── Page ──

Posted on 09/02/24
Baltimore, MD - Sept. 2, 2024 - Maybe it’s a chutzpah that I’m writing. And yes, I know you don’t start an essay with “maybe,” however all rules fly out the window after hearing the tragic news of the hostage bodies found. The world is upside down right now and has been for nearly a year, so goes the grammar at this moment.
I can’t claim to offer chizuk to the families. I can’t aspire to write divrei torah, I can only hope that in sharing my feelings with others in pain, we can comfort each other.
We were hoping so hard. We were praying so hard. And then we heard the news about the hostages discovered no longer alive, Hashem Yikom Damam. Hersh Goldberg-Polin. Alexander Lobanov. Carmel Gat. Almog Sarusi. Eden Yerushalmi. Ori Danino. Z'L.
I Whatsapped my cousin in Israel this morning that I was frozen. She responded with the same answer and added , “Kasheh mammash, kashe l’nshom.” My sentiments exactly; it is so very hard , it is hard to breathe.”
We plod along somehow in between the tears, cleaning up from Shabbos, checking for more information while watching the funerals, getting ready for school, and more tears. I had parent orientation to give and I had no idea how I was going to stand up in front of my classroom with a smile. I told myself to get it all out during the day and somehow I managed, but once back in the car ride home, my head went to all the families of the hostages.
I have been wearing tape for almost the whole time Rachel Goldberg-Polin, mother of Hersh Goldberg-Polin, initiated it. That’s almost 300 days. I have written on this website about my tape and the positive responses received. I admit that I have also gotten lazy over the summer and not taped every day. Either I forgot, or I ran out of the house, and so the tape was not an everyday reminder, even while I was davening every day and saying Tehillim. Today the tape went back on. It was my connection to Hersh, z'l. He was not my son, but he became my child. I have not mothered him. I have not raised him, but I have cried for him. I have hoped for him. Every day when I put the tape on Hersh was in my mind with all the others as I davened Acheinu while smoothing the tape on my shirt. Today, I put the tape back on to honor him and all the other kedoshim. Today I put the tape back on to honor his brave parents and the families. Today I reinforce the tape on as to remind myself not to give up hope, even still.

───
── Data excerpts ──

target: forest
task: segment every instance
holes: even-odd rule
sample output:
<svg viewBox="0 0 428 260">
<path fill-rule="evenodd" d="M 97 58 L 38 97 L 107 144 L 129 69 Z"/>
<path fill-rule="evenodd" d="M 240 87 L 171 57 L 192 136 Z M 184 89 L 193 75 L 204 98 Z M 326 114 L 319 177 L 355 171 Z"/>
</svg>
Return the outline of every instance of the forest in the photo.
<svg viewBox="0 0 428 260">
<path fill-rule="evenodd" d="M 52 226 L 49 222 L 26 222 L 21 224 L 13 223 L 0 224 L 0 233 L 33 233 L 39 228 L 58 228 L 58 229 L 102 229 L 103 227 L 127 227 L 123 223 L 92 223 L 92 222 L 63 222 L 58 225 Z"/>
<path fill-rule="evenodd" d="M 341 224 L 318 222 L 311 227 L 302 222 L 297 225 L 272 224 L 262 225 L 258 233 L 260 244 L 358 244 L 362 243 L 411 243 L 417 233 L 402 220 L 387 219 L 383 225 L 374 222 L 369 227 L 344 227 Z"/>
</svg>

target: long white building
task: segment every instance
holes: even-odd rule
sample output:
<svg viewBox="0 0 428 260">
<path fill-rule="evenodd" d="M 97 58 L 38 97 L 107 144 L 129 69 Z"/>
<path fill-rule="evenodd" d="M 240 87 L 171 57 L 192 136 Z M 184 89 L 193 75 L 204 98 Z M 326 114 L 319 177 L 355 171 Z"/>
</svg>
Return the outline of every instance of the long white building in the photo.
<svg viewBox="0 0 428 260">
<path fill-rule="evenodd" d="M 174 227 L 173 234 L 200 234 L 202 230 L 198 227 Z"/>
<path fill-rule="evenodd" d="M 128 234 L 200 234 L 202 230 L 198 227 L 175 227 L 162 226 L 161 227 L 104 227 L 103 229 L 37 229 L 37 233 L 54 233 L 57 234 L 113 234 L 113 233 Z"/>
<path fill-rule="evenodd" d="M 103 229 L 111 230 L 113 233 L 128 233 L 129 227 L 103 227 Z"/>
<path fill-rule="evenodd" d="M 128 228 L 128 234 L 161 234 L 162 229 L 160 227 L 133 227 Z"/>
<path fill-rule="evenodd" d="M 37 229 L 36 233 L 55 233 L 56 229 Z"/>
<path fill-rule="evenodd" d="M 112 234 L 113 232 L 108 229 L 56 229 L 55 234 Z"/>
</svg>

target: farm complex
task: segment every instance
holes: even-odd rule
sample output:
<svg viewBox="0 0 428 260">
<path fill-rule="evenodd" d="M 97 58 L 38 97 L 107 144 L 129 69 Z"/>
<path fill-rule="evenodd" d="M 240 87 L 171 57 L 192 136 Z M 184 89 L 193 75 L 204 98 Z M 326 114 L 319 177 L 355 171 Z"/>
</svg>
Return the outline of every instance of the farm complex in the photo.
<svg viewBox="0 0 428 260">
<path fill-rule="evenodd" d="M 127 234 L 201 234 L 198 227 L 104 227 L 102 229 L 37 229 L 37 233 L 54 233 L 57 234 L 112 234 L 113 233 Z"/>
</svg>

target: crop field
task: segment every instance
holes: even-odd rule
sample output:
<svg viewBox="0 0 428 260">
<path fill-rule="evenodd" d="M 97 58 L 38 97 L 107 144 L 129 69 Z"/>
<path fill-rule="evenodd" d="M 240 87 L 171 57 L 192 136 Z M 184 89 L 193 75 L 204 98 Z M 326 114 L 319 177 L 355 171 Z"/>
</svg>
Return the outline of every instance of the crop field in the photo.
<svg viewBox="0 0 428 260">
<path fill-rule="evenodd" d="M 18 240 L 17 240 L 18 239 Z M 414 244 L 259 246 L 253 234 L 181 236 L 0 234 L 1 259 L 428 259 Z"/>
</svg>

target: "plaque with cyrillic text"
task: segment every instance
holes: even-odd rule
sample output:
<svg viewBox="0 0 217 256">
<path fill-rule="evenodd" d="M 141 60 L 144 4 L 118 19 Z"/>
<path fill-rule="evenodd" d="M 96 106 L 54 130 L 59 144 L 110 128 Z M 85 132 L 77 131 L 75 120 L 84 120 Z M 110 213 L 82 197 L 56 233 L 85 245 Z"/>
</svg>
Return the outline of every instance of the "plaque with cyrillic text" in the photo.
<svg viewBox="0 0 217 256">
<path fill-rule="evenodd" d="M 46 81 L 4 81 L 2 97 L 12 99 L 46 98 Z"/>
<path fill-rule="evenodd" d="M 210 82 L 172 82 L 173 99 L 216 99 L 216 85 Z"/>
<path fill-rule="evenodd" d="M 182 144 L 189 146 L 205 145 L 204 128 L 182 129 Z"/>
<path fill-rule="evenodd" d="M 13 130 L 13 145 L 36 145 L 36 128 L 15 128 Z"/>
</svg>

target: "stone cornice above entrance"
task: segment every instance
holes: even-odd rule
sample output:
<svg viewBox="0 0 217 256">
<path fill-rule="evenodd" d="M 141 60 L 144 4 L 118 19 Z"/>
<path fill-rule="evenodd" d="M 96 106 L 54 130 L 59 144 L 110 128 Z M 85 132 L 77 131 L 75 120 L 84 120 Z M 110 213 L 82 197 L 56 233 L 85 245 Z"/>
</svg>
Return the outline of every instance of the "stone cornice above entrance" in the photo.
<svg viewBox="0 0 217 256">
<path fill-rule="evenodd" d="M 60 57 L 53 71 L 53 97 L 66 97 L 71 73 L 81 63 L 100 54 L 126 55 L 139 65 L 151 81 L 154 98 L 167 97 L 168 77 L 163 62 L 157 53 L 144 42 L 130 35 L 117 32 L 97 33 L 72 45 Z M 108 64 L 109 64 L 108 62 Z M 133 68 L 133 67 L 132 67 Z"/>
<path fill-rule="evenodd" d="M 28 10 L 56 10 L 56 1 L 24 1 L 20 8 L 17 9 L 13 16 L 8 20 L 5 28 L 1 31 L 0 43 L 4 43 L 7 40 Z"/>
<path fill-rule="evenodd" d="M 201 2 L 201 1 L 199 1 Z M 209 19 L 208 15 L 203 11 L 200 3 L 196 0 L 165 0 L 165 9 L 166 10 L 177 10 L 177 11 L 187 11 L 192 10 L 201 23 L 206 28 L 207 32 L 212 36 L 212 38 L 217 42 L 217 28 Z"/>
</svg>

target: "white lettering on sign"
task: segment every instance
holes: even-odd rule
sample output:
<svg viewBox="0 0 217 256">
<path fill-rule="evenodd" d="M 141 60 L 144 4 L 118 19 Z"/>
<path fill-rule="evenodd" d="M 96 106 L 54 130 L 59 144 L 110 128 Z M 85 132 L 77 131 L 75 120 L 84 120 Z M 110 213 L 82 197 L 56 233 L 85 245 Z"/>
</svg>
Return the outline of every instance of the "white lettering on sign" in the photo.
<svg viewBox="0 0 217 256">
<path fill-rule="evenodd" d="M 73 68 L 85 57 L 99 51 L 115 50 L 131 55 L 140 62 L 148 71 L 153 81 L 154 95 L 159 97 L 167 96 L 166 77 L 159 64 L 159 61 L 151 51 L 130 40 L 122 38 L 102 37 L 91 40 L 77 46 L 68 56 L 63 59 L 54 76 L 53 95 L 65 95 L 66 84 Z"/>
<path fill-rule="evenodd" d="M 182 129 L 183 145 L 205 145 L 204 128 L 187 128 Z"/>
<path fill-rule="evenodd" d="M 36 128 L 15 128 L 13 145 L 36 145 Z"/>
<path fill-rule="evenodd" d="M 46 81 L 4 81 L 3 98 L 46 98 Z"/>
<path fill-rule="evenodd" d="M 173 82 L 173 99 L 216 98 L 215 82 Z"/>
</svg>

───

# Exercise requirements
**1)** In the essay about the hostages, who began the practice of wearing tape that the writer took up?
**2)** Write the next part of the essay about the hostages, starting after its last sentence.

# The replies
**1)** Rachel Goldberg-Polin, the mother of Hersh Goldberg-Polin.

**2)**
My daughter had the honor, if you will, of hearing Mrs. Danino speak in her school after visiting in Washington to plead her son’s case. When she came home from school that day she was quite upset, naturally, as the picture on a poster became real to her after hearing from a family member who was living this nightmare. We cried together. What else could we do? I asked her to share with me what she shared then what Mrs. Danino said that made an impression. She still remembers after so many months. Mrs. Danino spoke in Hebrew and a teacher translated. These were her words: “Hashem knows what He is doing. In situations like this there is nothing left to do but turn to Hashem. If I got the opportunity to go back to the beginning and change what happened, I wouldn’t.”
These are the words I now whisper to myself to comfort my own soul. Hashem knows what he is doing, there is nothing left to do but to have emunah. And as Hersh’s parents ended every public message with the following words, I reiterate the same, “Stay strong. We love you.” Hersh, Alexander, Carmel, Almog, Eden and Ori, who have joined their holy brothers and sisters in the Heavens, I implore that you daven for us this very same message.
Am Yisroel Chai.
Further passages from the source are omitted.